Begin Selected text

# The Big Announcement (The One You've All Been Waiting For)



## SoCalDubber (Jul 21, 2004)

After 5 years of emails, phone calls, in-person visits, online petitions, and anything else we could do to nudge VWoA's attention to Wuste, I received "the phone call" today.... *Volkswagen of America will be in attendance at Wuste2011!* 

What they're bringing, what they're doing, and all the little details will be announced as they are released, but from what our discussions have included.... you can count on an AWESOME booth! :thumbup:

Thank you, VWoA, for FINALLY coming out to the West Coast to show us all the eye-candy we've been forced to stare at from coverage of the LEast Coast events :thumbup:

---------

_Other Important Announcements__

- Deadline to book your hotel at Boulder Station (where EVERYTHING is happening) is May 3rd! Go to www.Wuste.com/hotel to book your room today. If you call to book, you must identify yourself as a Wuste attendee. There will be a FREE shuttle to-and-from the strip that (as a guest of the hotel) you will be given priority on. Shuttle runs from 8:30pm-3:30am Friday and Saturday night.

End Selected text
Begin Data

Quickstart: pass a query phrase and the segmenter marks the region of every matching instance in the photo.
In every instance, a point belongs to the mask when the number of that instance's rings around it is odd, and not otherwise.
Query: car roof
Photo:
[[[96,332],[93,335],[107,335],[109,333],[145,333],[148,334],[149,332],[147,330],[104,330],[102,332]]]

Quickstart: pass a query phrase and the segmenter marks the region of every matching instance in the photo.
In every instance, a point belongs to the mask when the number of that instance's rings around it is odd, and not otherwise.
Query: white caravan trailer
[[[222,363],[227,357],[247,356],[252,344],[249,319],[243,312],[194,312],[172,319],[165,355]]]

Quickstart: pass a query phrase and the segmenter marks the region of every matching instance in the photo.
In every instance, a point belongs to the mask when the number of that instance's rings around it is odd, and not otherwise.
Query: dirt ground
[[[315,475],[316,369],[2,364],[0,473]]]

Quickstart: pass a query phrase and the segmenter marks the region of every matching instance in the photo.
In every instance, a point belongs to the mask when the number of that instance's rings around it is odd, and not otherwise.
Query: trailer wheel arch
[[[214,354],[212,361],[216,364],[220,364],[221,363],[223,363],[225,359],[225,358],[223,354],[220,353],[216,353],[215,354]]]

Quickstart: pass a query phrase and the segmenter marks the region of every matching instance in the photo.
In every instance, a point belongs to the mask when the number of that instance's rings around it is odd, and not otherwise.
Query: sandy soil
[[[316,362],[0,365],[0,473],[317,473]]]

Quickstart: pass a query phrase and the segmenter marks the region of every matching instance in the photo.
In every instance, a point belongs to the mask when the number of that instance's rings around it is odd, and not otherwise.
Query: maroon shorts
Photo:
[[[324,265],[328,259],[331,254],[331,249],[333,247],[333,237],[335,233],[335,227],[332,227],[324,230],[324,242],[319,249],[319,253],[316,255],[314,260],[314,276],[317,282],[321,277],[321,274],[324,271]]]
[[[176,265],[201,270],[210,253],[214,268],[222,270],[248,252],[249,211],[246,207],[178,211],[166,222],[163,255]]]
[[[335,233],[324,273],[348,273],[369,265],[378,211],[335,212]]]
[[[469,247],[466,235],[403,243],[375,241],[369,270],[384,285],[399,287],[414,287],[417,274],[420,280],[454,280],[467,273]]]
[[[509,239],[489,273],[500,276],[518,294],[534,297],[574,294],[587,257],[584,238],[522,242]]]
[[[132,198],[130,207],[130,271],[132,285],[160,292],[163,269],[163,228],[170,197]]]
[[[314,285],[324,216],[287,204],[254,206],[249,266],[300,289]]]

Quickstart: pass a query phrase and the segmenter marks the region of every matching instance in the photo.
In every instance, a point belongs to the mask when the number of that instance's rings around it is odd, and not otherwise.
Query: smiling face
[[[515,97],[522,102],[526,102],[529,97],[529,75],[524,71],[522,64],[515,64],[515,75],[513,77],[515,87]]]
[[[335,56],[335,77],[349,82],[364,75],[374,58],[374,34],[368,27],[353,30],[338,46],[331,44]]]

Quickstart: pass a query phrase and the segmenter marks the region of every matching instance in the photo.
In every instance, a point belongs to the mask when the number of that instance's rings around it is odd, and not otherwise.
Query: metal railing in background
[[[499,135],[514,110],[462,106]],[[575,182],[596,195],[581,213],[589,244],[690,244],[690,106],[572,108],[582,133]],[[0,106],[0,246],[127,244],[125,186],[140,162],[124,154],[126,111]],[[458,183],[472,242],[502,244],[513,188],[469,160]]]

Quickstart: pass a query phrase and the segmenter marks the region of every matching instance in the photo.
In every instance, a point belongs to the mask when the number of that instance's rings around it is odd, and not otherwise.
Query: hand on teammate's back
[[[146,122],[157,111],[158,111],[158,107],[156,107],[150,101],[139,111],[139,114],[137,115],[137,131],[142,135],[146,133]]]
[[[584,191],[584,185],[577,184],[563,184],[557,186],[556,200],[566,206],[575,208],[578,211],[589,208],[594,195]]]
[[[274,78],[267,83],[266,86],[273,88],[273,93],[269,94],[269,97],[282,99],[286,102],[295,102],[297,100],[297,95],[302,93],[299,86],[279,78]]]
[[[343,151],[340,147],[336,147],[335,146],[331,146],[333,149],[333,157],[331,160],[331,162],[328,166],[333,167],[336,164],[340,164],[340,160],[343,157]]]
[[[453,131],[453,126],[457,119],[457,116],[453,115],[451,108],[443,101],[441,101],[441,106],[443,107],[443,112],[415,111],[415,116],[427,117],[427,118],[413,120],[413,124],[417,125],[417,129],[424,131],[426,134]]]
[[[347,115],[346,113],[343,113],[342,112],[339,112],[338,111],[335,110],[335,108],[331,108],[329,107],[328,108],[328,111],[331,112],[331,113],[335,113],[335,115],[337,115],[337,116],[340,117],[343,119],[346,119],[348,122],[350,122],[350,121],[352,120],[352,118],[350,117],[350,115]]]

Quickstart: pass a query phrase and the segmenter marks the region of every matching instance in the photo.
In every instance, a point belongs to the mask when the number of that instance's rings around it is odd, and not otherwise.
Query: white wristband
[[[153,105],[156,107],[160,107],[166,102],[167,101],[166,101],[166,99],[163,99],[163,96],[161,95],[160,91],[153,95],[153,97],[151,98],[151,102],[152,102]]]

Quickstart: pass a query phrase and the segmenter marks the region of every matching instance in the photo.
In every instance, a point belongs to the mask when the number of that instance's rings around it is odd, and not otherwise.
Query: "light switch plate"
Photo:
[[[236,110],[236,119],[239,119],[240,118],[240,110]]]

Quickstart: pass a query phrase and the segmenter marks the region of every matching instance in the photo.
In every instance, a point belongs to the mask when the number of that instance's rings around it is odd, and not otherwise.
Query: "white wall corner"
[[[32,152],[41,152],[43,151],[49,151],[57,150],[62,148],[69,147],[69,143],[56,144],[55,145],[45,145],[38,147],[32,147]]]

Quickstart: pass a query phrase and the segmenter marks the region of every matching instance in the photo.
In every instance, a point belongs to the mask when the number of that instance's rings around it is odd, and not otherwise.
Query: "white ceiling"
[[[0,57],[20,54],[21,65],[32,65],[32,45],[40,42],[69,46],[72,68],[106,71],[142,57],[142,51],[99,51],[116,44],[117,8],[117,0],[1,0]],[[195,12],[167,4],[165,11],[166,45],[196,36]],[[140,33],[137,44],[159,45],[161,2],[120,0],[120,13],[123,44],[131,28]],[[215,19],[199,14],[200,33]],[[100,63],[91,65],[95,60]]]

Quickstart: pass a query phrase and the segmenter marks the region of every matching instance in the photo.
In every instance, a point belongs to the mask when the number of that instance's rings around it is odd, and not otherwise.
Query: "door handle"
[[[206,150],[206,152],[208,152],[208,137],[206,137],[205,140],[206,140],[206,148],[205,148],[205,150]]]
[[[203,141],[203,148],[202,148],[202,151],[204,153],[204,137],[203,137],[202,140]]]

End Data

* _Required work_:
[1] Answer these from the Wuste announcement post:
(a) How many years of effort came before "the phone call"?
(b) At which hotel is everything happening?
(c) During what hours does the free shuttle run?
[2] Please recast the paragraph of the Wuste announcement post that begins "Deadline to book your hotel" as a short bulleted list that keeps its main facts.
[3] Decide whether each statement agrees with the Wuste announcement post. Answer yes or no and quote the words from the post that settle it.
(a) Volkswagen of America will attend Wuste2011.
(b) All the details of what Volkswagen of America is bringing have already been announced.
(c) People who book the hotel by phone must say they are Wuste attendees.

* _Expected answers_:
[1]
(a) 5 years
(b) Boulder Station
(c) 8:30pm to 3:30am, Friday and Saturday night

[2]
- Book a room at Boulder Station, where everything is happening, by May 3 at www.Wuste.com/hotel.
- If you book by phone, identify yourself as a Wuste attendee.
- Hotel guests get priority on a free shuttle to and from the strip.
- The shuttle runs from 8:30pm to 3:30am on Friday and Saturday night.

[3]
(a) Yes: "Volkswagen of America will be in attendance at Wuste2011!"
(b) No: "all the little details will be announced as they are released"
(c) Yes: "If you call to book, you must identify yourself as a Wuste attendee."